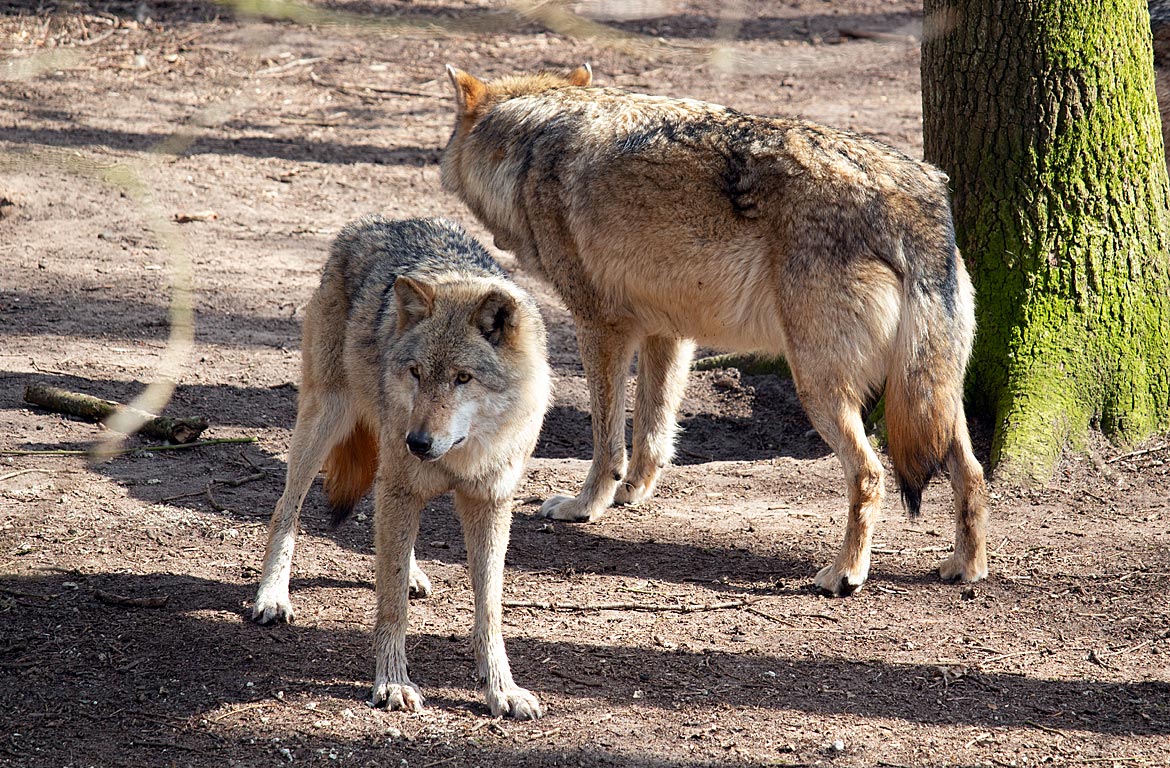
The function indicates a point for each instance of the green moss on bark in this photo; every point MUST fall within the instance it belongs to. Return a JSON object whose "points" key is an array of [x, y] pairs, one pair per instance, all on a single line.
{"points": [[1044, 116]]}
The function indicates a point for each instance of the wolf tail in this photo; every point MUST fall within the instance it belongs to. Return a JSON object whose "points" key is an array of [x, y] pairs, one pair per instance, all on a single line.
{"points": [[924, 382], [349, 472]]}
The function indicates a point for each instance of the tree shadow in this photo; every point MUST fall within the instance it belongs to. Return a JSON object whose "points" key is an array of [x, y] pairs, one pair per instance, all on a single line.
{"points": [[118, 674], [298, 149]]}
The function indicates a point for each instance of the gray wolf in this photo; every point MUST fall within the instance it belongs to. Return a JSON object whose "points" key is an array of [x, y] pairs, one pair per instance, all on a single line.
{"points": [[663, 221], [425, 370]]}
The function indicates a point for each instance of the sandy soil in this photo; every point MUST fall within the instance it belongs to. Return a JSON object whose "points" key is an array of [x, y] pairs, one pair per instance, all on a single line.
{"points": [[284, 131]]}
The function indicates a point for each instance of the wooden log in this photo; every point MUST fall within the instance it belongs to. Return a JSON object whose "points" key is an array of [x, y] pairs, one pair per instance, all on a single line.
{"points": [[94, 409]]}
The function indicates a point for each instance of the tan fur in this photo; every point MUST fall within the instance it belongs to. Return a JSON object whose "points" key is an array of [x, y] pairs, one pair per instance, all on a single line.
{"points": [[665, 221], [350, 467], [424, 371]]}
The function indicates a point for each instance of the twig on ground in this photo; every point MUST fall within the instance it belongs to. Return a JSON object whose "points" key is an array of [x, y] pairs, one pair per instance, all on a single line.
{"points": [[110, 598], [20, 472], [243, 707], [679, 608], [283, 68], [95, 409], [1134, 454], [593, 683], [1012, 655], [240, 481], [198, 444], [376, 89], [1044, 727], [211, 499]]}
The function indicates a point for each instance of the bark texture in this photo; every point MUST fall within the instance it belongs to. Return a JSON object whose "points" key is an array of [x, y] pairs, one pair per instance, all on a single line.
{"points": [[1044, 115]]}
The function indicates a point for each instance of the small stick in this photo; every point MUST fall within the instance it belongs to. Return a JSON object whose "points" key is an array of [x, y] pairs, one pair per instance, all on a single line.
{"points": [[217, 506], [376, 89], [1007, 656], [293, 64], [20, 472], [627, 607], [1044, 727], [198, 444], [242, 707], [240, 481], [110, 598], [95, 409], [1129, 650], [579, 680], [1137, 453]]}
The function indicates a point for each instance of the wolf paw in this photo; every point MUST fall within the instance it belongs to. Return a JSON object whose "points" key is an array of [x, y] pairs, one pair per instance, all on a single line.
{"points": [[632, 492], [420, 585], [514, 703], [972, 570], [831, 582], [273, 609], [397, 696], [570, 508]]}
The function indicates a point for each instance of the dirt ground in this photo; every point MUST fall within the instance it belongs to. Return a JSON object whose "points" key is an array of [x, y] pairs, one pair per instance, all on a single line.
{"points": [[273, 135]]}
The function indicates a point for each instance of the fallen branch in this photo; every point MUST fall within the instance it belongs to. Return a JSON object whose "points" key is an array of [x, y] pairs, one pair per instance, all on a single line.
{"points": [[693, 608], [152, 448], [282, 68], [20, 472], [749, 364], [345, 88], [1134, 454], [95, 409], [110, 598]]}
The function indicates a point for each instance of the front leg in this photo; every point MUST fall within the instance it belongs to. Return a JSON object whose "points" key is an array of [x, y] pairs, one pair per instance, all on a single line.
{"points": [[662, 367], [396, 526], [605, 352], [486, 525]]}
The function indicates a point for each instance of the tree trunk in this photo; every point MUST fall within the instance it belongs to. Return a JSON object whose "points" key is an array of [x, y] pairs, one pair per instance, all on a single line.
{"points": [[1044, 115]]}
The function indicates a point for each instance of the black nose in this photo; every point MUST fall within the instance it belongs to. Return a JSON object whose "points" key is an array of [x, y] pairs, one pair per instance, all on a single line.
{"points": [[419, 443]]}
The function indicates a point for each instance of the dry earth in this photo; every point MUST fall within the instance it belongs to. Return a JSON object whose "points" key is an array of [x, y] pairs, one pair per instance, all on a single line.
{"points": [[287, 130]]}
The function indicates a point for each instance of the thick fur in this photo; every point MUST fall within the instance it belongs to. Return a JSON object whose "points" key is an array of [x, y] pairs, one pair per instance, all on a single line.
{"points": [[661, 221], [425, 370]]}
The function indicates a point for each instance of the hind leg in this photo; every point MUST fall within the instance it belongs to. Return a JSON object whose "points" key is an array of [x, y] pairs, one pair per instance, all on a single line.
{"points": [[662, 367], [969, 562], [838, 419], [322, 422]]}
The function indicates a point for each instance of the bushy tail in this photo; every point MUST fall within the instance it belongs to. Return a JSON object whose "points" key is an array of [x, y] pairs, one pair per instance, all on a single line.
{"points": [[349, 472], [924, 382]]}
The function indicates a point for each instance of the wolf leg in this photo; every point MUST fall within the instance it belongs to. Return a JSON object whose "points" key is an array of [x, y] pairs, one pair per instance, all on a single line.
{"points": [[396, 526], [322, 422], [662, 368], [969, 562], [605, 355], [486, 525], [838, 419]]}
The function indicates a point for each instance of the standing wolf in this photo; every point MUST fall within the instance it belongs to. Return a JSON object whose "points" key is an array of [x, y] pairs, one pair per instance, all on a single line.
{"points": [[663, 220], [425, 368]]}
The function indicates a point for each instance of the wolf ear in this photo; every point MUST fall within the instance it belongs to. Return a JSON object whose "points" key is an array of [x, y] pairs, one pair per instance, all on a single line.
{"points": [[496, 317], [582, 76], [415, 300], [469, 90]]}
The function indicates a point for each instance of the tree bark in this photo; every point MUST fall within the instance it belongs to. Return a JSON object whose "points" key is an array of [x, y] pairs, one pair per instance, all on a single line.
{"points": [[1044, 116]]}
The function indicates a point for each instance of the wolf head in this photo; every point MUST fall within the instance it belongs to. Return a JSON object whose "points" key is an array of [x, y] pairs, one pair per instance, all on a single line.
{"points": [[459, 363]]}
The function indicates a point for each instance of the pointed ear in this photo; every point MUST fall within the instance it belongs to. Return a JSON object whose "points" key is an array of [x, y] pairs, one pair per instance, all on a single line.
{"points": [[582, 76], [415, 301], [469, 90], [496, 317]]}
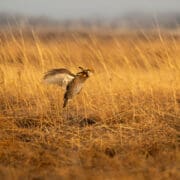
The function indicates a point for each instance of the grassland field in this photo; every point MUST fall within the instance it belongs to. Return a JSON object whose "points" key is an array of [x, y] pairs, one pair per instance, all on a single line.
{"points": [[133, 98]]}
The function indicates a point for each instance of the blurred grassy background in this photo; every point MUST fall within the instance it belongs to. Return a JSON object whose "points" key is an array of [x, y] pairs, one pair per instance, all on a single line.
{"points": [[134, 98]]}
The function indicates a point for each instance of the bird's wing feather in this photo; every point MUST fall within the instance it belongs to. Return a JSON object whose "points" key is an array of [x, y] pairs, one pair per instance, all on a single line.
{"points": [[60, 77]]}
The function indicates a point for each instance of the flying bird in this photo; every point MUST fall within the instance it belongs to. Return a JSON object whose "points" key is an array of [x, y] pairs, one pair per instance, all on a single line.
{"points": [[73, 83]]}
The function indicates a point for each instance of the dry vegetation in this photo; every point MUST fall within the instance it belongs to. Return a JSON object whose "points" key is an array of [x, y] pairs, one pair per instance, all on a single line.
{"points": [[133, 100]]}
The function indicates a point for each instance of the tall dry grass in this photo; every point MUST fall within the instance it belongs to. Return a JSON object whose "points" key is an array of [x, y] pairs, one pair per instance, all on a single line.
{"points": [[134, 97]]}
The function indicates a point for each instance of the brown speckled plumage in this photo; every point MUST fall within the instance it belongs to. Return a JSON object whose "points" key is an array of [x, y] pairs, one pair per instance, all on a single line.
{"points": [[64, 77]]}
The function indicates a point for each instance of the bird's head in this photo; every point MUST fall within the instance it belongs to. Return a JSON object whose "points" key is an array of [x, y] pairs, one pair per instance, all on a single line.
{"points": [[85, 72]]}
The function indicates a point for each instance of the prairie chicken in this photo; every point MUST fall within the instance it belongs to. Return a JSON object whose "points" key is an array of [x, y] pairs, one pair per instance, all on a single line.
{"points": [[64, 78]]}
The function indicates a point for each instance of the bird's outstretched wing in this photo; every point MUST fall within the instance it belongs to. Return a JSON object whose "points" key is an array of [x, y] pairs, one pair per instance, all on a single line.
{"points": [[60, 77]]}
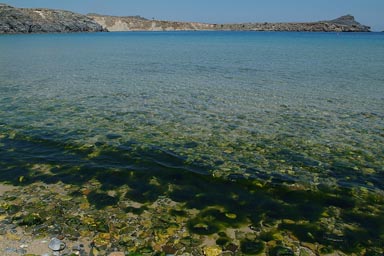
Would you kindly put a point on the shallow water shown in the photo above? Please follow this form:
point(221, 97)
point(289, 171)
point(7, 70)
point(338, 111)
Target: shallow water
point(254, 113)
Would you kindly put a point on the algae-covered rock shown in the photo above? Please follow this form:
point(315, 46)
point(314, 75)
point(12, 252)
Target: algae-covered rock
point(212, 251)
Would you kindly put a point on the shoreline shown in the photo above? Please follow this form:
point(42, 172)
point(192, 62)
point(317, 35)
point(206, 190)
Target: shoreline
point(42, 20)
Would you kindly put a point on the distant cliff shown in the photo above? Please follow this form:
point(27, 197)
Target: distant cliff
point(345, 23)
point(137, 23)
point(22, 20)
point(134, 23)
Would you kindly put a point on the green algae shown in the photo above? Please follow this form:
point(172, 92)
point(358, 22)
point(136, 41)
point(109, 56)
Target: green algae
point(249, 247)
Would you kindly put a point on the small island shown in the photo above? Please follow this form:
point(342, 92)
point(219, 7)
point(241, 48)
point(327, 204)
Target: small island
point(40, 20)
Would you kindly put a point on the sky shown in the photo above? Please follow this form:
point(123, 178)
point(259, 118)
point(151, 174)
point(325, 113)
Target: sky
point(367, 12)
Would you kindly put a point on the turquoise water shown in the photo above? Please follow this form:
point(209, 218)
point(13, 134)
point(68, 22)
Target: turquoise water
point(279, 110)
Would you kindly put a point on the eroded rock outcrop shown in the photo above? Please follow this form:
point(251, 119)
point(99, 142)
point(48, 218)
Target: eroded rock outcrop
point(135, 23)
point(23, 20)
point(345, 23)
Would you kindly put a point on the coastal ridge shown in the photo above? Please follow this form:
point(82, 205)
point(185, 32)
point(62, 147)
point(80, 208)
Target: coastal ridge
point(40, 20)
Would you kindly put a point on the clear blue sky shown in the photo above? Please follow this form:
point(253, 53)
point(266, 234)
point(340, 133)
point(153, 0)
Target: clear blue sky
point(367, 12)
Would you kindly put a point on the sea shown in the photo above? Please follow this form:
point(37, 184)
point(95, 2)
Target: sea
point(263, 127)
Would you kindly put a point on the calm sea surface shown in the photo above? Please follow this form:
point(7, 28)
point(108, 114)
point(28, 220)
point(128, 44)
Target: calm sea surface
point(279, 112)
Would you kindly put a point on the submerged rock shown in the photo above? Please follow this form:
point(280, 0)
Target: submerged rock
point(56, 244)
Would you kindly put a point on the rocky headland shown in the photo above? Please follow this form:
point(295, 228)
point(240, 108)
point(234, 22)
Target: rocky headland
point(25, 20)
point(345, 23)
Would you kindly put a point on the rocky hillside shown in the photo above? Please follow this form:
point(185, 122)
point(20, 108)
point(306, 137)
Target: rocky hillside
point(345, 23)
point(22, 20)
point(137, 23)
point(133, 23)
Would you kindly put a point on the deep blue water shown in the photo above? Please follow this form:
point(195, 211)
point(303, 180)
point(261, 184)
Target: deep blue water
point(301, 110)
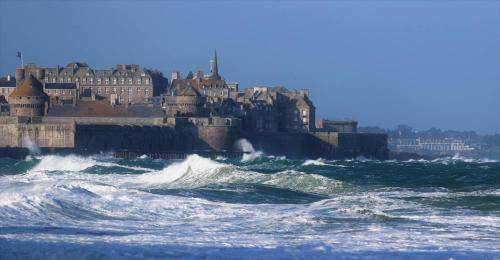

━━━━━━━━━━

> _TASK REQUIREMENTS_
Every line between the one containing "Would you kindly put a point on the rocky headland" and the last line of the data above, both included, should be copied exactly, but not the pictures.

> _ANSWER AREA_
Would you kindly put a point on the rocky headland shown in the photo above? Please follow this form:
point(295, 228)
point(240, 108)
point(234, 22)
Target: rocky headland
point(25, 20)
point(345, 23)
Would you kindly put a point on the rocky hillside shown in the photo above? Please follow this form:
point(185, 122)
point(20, 108)
point(306, 137)
Target: rocky hillside
point(345, 23)
point(22, 20)
point(137, 23)
point(133, 23)
Would you kindly put a point on the deep blue water shown in the photo above? Please follow this form:
point(195, 211)
point(303, 180)
point(261, 184)
Target: deep blue water
point(301, 110)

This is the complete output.